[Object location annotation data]
[start]
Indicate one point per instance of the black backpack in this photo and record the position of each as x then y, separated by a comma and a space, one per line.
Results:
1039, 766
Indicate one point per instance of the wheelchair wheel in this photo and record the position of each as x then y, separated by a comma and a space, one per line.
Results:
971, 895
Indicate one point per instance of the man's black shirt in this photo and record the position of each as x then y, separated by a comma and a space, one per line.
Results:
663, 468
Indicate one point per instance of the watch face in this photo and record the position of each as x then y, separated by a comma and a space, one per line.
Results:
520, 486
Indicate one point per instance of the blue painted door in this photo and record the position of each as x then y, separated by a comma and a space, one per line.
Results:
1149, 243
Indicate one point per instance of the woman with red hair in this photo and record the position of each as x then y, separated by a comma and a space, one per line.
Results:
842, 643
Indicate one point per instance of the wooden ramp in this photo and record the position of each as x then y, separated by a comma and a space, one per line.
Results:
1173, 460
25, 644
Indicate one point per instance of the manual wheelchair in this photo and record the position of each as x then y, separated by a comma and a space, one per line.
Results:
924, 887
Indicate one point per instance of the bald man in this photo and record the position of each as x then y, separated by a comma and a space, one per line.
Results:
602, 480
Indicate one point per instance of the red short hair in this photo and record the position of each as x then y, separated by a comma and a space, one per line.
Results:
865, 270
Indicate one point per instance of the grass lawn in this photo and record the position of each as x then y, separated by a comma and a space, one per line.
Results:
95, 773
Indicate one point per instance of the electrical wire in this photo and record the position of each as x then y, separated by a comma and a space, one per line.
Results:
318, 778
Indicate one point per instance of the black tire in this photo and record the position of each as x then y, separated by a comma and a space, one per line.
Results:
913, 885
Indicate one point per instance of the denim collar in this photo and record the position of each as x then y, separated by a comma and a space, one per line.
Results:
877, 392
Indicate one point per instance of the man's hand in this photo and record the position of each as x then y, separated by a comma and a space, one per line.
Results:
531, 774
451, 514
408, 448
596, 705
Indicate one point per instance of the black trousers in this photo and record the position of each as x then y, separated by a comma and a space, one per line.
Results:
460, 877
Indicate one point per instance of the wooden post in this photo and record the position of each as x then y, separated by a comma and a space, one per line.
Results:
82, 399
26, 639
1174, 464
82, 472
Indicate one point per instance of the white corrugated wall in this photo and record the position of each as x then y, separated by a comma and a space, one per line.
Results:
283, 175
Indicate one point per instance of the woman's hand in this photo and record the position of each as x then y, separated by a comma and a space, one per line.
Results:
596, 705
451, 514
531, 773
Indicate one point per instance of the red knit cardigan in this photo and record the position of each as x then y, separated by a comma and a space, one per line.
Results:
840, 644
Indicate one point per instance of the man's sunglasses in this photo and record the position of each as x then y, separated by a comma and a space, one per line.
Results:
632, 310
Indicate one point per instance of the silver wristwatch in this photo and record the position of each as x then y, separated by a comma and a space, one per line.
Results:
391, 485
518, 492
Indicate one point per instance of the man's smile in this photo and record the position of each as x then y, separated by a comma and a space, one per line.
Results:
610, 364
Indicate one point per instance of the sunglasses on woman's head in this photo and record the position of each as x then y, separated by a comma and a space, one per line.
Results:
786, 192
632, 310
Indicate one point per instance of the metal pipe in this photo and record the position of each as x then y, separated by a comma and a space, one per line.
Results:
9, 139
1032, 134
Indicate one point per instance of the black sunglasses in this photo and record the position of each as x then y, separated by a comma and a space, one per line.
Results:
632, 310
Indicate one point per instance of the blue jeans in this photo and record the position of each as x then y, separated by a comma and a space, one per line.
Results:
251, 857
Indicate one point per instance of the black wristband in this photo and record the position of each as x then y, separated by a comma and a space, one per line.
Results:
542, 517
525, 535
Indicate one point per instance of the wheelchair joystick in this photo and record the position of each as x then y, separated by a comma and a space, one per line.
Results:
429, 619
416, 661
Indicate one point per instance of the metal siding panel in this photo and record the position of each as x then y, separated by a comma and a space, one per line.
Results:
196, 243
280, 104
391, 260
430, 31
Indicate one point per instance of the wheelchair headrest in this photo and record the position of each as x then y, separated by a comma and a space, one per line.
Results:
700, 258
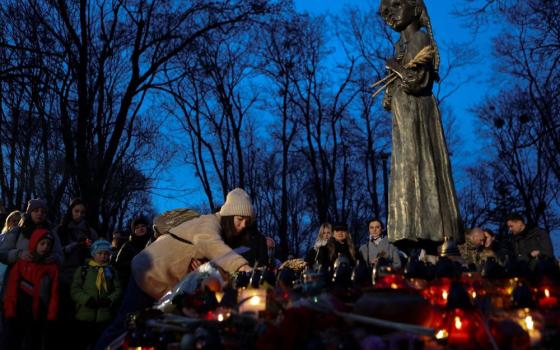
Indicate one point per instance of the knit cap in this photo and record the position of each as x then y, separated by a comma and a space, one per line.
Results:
100, 245
35, 204
237, 203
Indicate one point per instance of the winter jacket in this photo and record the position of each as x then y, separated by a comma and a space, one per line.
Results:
128, 251
84, 288
380, 248
32, 283
14, 241
165, 262
532, 239
77, 256
329, 253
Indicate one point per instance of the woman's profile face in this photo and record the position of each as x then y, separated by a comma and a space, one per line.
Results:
78, 212
14, 220
326, 233
240, 223
340, 235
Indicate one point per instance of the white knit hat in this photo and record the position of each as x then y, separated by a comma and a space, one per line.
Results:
237, 203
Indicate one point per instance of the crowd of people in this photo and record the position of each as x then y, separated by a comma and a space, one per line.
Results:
66, 284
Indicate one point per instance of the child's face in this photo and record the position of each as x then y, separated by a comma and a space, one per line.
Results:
44, 247
140, 229
102, 257
78, 213
38, 215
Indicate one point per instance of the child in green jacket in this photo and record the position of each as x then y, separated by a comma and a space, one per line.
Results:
96, 291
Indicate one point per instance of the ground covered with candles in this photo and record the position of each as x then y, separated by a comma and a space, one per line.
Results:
432, 307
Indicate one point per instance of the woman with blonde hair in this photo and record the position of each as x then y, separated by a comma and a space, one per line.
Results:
323, 236
11, 221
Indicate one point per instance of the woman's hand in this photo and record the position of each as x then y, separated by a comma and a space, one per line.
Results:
195, 264
245, 268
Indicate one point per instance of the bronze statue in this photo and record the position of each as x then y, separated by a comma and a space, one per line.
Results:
422, 200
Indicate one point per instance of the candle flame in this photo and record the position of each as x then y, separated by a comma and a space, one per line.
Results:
219, 296
441, 334
458, 323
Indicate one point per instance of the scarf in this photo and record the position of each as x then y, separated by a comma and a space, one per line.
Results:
100, 281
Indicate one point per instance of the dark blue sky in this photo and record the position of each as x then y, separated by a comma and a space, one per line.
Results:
179, 187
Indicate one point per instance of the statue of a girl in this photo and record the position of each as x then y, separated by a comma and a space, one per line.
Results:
422, 200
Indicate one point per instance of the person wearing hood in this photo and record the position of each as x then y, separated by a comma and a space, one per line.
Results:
323, 236
75, 236
378, 246
159, 267
31, 296
95, 290
529, 241
140, 237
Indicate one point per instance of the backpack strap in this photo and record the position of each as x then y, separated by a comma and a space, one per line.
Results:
180, 239
83, 273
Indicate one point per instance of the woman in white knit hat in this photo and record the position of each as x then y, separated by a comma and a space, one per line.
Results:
161, 265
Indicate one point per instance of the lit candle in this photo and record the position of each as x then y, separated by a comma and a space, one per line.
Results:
252, 301
548, 301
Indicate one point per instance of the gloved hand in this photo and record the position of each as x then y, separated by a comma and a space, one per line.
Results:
104, 302
92, 303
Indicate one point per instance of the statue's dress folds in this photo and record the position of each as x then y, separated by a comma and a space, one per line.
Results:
422, 199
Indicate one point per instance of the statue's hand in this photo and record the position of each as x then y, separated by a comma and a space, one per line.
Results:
386, 103
394, 66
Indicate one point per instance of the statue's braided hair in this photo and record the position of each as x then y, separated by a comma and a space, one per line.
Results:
422, 14
426, 22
[end]
→ Stated exercise
Omit the pictures, and quote the material above exactly as given.

→ Final result
Indicate one point per instance of the black backpack in this photo and record the position of each as x then y, separated by a comma and a space, one per line.
Results:
1039, 766
Indicate one point per instance of the wheelchair wheel in this photo and record the position of each as x then y, separated by a comma and a space, one per line.
Results:
971, 895
Indicate one point per instance of the man's black shirt in this photo and record the position of each as x then y, separated by a comma and a space, one per line.
Results:
663, 468
Indicate one point per instance of the watch face in this photo and record the position of each as x then y, separated by a comma and a space, one per line.
Results:
520, 486
Indicate one point per instance of the blue painted door in this photo and record the position of each as x then y, separated by a comma and a space, one per line.
Results:
1149, 243
Indicate one point per instance of the woman with red hair in this photo and record the position of each as x then y, separated by a comma and a space, one per line.
Results:
842, 643
Indicate one point per instance of the wooden ramp in this photo and record the position of each as x then y, separated by a comma and a space, one per line.
Results:
1173, 460
25, 644
Indicate one point per instance of the manual wheelchair in this photo and record the position of each as x then y, separated by a comma and a space, one per line.
Results:
924, 887
Indicate one point per instance of the bald man in this photo and record the position of each as x then y, separated by a comma and a space, one per line.
Results:
602, 480
Indicate one point per instance of the red short hair in this photo and record the position of each as x then y, separated by a comma and a space, one per line.
Results:
865, 270
Indicate one point per instance of the grass lawn in this photo and record the position of each as x then y, separated by a comma and a space, one per line.
Results:
95, 773
Indicate one point per instance of the electrical wire in this photo and record the position of each as x then y, separated by a comma and a space, one per line.
Results:
318, 778
Indicate one point per instance of the black tire in this photo and record the position of each as x then y, separated by a comma and a space, one per line.
Results:
913, 885
Indicate one point per instance of the denim collar in this photo and record the position of each as x then y, separated by a comma and a space, one per line.
Results:
877, 392
Indicate one point per instance of the man's hand in this photo and record the position of each as x then y, separated by a comma and a space, one per line.
Results:
531, 774
451, 514
408, 448
596, 705
Indicate one point per instance of the black trousers in this photo and record the position of each as x then y, separated by a comma and a space, one per line.
Results:
460, 877
Indicate one point per instance of the wooden post in this photo and record the position of each as x then y, separated by a comma and a space, one per line.
Results:
82, 399
26, 639
1174, 464
82, 472
Indicate one point per instance of the white corrugated wall in this photo and record the position of each as x then y, separated by a comma and a space, one per line.
Results:
283, 175
Indicate one point per instance of the woman's hand in this photo and record the position of each as x then y, separated by a comma and a space, one per line.
Results:
596, 705
451, 514
531, 773
Indicate one point per instance of the red knit cardigan in this photo and record the position of each as x then y, separated by a comma and a space, one per line.
Results:
840, 644
Indicate one point per instance of the man's sunglasses in this photo and record the position of each as x then y, separated by a comma and a space, one per line.
Results:
632, 310
Indicate one point per instance of the silver wristwatch in this photo and record the position of each as x then y, separated by a comma and a space, one per line.
Results:
391, 485
518, 492
Indicate one point per instance of the man's smile in this photo and record the position of each as x then y, separated by a comma and a space, one per line.
Results:
610, 364
Indicate one point per instance of the sunglasses on woman's head in this photo and record the position of each as x then y, separated by a comma and a space, one per line.
Results:
786, 192
632, 310
Indicate one point per instance of the metal pipe in this photo and record the position of each as x then y, separated by a comma and a space, one per line.
Results:
9, 139
1032, 134
Indicate one point per instance of the black sunglasses in this photo and record the position of each as x then y, separated by a comma and a space, one per line.
Results:
632, 310
Indicate one point per instance of the blue jeans in this photo and record the position of each as x then y, separated by a comma and a space, one per line.
Results:
251, 857
Indicate one point per instance of the black wristband in this photo and record the position of each as x then y, separated by a comma and a space, one per line.
Results:
542, 517
525, 535
Indicate one point per instance of the wheelchair joystick in this photo and record the position of each as x then y, separated by a comma and a space, one per line.
Results:
429, 619
416, 661
Indicate one point per instance of the metal siding panel in this photo and record the position of each as x then y, separated by a comma and a space, one per line.
Results:
196, 243
280, 104
391, 260
430, 31
Indicate one point per instance of the wheelchair headrest in this photo and record the position of each as x then y, separated by a comma and a space, one per line.
Results:
700, 258
Indicate one point per instance of the knit cap in this photo and record the position of each as x then y, separated by a comma and a space, one per line.
Results:
100, 245
35, 204
237, 203
Indicate one point per instance of the winter jacket in this photo and record the position of each as x then y, separated by a comma and a space, one per line.
Results:
128, 251
84, 288
380, 248
32, 283
14, 241
165, 262
532, 239
77, 256
329, 253
Indicate one point per instance of the woman's profile face in this photo and record the position of each as x then y, separated by a comma and a space, one per line.
Results:
78, 212
14, 220
326, 233
240, 223
340, 235
Indicate one point per instance of the white knit hat in this photo and record the position of each as x then y, separated by a comma and a space, one per line.
Results:
237, 203
Indicate one point per instance of the crowd of people in this photo and record the position of each as x then y, separated by a comma and a space, one per line.
Results:
66, 284
Indicate one point per instance of the child's face in this photo and record the position of each as x then y, separated by a comma and a space, one per line.
Results:
44, 247
140, 229
102, 257
78, 213
38, 215
Indicate one point per instance of the child in green jacket in this photo and record the position of each as x then y, separated by a comma and a space, one per line.
Results:
96, 291
Indicate one point per instance of the ground covered with candles in this photo and record the position of each as x then y, separated by a comma and a space, one per line.
Results:
432, 307
Indicate one point per instance of the woman with blonde hair in this photo and record the position of each as x then y, separated by a comma and a space, one per line.
Results:
323, 236
11, 221
Indicate one point per instance of the woman's hand in this photo and record the position of each as x then y, separated by a comma and a space, one per line.
Results:
195, 264
245, 268
Indicate one point per instance of the bronze statue in this photo and record the position of each as x then y, separated by a comma and a space, one per line.
Results:
422, 200
Indicate one point per instance of the candle flame in this photo and record the position of each as x then y, separated by a comma and a space, one per line.
Results:
219, 296
441, 334
458, 323
Indicate one point per instance of the scarf in this photo and record the position of each as x then y, separated by a comma and a space, one per line.
Results:
100, 281
Indicate one point per instance of the dark blue sky in this photo and record the position of each as x then y, separated by a comma and a space, one per line.
Results:
179, 187
Indicate one point per instance of the statue of a girl in this photo and record the position of each as x then y, separated by a comma and a space, one per line.
Results:
422, 200
Indicate one point per instance of the person wearing hood in this photo and record the position of each as x then y, separated by a comma and a space, one per line.
Results:
323, 236
75, 236
378, 246
159, 267
31, 296
95, 290
529, 241
140, 237
Indicate one point per instance of the backpack strap in this photo and record the position of each as x then y, separated by a comma and a space, one per line.
Results:
180, 239
83, 273
Indicate one point per instance of the woman in white knit hat in this photo and record the position of each as x then y, separated by a comma and a space, one per line.
Results:
161, 265
Indicate one point per instance of the lit candle in this photo and record the position of each as x then y, separated by a comma and a space, one per line.
Results:
252, 301
548, 301
Indicate one point per instance of the gloved hand in this photo and record the position of each as x then y, separated by a comma and a space, one per line.
Results:
104, 302
92, 303
Indicate one point per instance of the statue's dress folds in this photo and record the position of each as x then y, separated by a comma and a space, one per line.
Results:
422, 199
Indicate one point per instance of the statue's hand in this photo and record the position of each as x then y, separated by a comma and a space, one per line.
Results:
386, 103
394, 66
Indicate one point per instance of the statue's braided hair in this photo and record the position of each as x then y, separated by a comma and a space, one per line.
Results:
422, 14
426, 22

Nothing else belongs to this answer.